---- SOURCE DATA

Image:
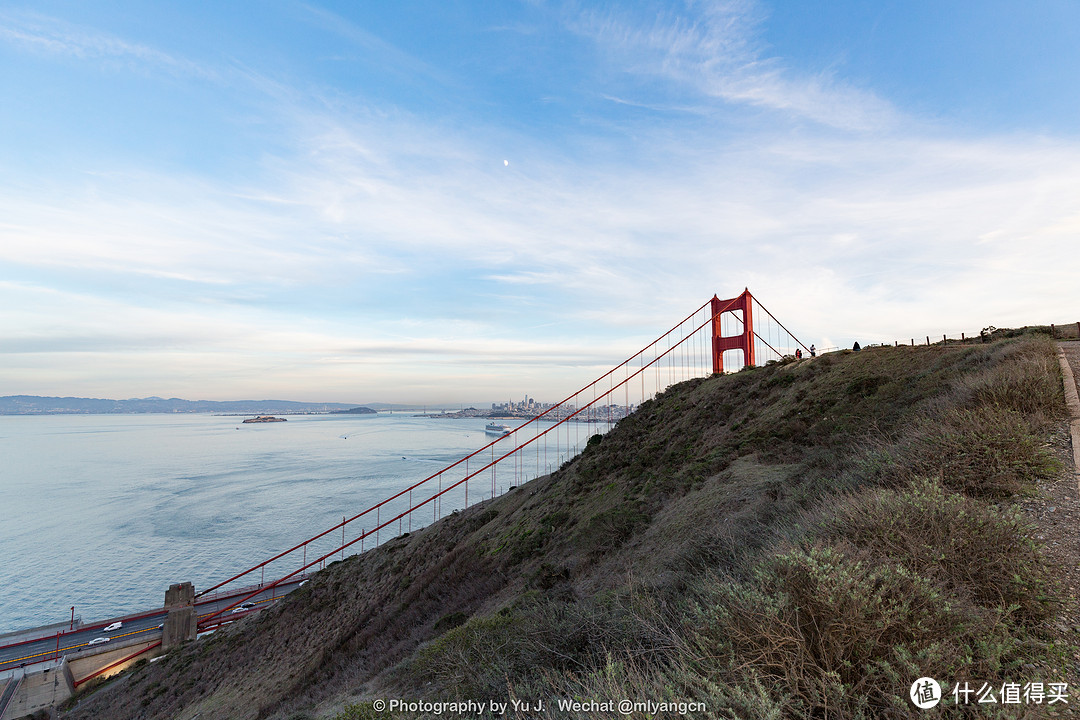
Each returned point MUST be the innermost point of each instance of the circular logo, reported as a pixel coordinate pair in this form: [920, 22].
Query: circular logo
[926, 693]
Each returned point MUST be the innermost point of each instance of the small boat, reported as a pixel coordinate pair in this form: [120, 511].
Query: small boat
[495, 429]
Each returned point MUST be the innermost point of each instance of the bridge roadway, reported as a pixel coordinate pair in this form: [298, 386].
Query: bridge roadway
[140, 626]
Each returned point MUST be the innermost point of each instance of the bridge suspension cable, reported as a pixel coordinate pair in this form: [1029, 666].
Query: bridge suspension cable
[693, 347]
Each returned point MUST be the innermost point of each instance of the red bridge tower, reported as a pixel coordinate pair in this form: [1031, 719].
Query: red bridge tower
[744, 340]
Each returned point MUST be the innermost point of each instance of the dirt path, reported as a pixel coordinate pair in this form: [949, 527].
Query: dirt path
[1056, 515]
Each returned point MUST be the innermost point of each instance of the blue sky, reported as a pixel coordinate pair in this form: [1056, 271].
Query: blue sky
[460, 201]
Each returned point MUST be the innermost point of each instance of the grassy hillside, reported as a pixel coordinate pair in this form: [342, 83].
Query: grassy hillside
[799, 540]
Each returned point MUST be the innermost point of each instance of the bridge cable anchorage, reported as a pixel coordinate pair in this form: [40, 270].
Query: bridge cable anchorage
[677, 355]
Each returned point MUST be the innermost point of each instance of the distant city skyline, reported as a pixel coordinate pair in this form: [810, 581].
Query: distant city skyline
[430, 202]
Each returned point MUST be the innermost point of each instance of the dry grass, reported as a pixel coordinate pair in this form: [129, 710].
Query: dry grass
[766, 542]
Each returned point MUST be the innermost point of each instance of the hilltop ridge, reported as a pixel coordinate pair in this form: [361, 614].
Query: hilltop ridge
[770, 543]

--------
---- SOURCE DATA

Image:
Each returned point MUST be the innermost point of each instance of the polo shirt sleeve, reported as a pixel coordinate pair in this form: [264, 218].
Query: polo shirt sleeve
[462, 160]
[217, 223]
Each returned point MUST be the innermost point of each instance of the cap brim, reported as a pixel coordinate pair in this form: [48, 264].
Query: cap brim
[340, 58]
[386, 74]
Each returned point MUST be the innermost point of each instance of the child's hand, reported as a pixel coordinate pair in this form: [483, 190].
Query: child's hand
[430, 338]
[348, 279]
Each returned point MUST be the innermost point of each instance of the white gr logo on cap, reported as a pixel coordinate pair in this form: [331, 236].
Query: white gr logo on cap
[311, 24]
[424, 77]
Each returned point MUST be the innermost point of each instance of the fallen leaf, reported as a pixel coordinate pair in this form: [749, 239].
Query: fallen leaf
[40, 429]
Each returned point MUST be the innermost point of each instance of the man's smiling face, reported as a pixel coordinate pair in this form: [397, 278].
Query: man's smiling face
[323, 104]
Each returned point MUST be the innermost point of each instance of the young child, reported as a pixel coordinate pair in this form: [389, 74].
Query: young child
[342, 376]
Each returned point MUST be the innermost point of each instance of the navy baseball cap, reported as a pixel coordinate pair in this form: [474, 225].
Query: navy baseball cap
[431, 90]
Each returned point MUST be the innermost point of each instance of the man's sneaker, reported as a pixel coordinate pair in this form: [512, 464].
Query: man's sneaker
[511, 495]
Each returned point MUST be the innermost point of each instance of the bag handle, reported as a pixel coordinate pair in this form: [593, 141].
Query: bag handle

--------
---- SOURCE DATA

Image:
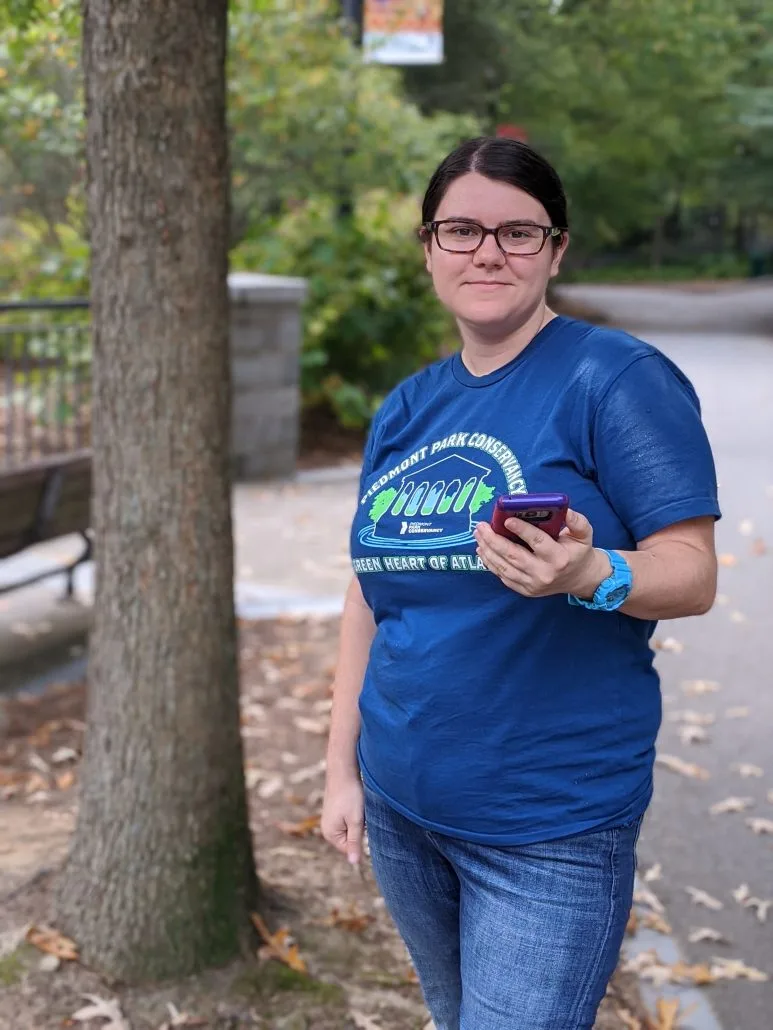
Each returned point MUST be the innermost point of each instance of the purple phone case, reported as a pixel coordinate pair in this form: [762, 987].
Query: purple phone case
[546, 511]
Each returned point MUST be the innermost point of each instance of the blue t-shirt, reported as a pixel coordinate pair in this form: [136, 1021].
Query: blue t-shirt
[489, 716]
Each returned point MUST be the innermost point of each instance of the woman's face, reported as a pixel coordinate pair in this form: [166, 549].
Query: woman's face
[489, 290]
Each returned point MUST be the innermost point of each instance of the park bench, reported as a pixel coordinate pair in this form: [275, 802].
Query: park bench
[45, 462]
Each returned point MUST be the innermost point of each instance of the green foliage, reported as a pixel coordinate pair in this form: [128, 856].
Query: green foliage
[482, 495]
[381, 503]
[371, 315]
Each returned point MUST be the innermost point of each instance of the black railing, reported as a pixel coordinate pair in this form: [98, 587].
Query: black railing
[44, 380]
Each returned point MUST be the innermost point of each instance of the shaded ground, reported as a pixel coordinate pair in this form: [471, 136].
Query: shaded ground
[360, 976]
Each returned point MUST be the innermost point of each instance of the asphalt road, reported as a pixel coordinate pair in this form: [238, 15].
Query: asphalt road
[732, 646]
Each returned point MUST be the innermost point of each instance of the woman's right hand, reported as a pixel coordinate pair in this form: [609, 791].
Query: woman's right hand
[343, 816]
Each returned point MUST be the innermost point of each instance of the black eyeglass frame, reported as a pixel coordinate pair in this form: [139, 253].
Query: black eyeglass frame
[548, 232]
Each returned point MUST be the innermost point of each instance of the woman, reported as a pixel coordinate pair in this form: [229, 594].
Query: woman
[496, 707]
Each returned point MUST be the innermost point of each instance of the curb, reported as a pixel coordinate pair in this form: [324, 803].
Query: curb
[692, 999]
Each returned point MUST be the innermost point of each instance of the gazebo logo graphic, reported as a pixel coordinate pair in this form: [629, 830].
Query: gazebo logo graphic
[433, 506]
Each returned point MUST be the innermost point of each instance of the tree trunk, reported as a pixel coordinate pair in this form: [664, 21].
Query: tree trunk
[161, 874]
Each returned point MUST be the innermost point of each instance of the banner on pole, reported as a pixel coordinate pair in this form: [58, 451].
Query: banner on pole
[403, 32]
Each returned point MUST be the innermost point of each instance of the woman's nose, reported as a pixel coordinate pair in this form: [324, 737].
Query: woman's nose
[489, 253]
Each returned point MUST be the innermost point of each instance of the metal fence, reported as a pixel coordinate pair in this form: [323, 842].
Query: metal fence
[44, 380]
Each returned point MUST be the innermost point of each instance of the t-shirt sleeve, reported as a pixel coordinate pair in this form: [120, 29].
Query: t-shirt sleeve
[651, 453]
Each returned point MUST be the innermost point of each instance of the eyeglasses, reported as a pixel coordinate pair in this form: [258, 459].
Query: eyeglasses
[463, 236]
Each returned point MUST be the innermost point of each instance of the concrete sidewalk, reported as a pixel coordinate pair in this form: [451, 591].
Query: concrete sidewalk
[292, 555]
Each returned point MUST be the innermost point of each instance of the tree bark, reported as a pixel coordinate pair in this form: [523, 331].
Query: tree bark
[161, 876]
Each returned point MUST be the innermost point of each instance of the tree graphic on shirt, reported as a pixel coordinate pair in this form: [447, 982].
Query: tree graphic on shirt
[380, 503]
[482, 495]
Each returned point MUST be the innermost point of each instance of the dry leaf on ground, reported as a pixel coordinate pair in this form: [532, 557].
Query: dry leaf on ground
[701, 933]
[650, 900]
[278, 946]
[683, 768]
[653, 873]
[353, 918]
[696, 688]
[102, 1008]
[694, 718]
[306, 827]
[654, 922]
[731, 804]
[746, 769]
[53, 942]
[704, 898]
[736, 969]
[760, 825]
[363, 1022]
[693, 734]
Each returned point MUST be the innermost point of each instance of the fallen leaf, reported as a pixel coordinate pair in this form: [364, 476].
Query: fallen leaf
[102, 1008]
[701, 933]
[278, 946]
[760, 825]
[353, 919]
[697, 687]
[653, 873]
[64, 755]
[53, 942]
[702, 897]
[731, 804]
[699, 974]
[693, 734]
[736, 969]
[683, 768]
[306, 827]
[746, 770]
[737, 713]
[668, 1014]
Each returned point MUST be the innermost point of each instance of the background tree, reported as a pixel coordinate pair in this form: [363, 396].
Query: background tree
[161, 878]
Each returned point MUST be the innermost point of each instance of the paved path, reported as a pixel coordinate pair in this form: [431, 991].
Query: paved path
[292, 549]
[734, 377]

--------

-- SET PROBLEM --
Identify each line of the data above that contains the string "asphalt" and reproduce every such line in full.

-- RESPONSE TO THE TASK --
Each returned point MUST be the innermost point of each instance of the asphalt road, reported as a pixel coordinate pair in this form: [238, 15].
Query: asphalt road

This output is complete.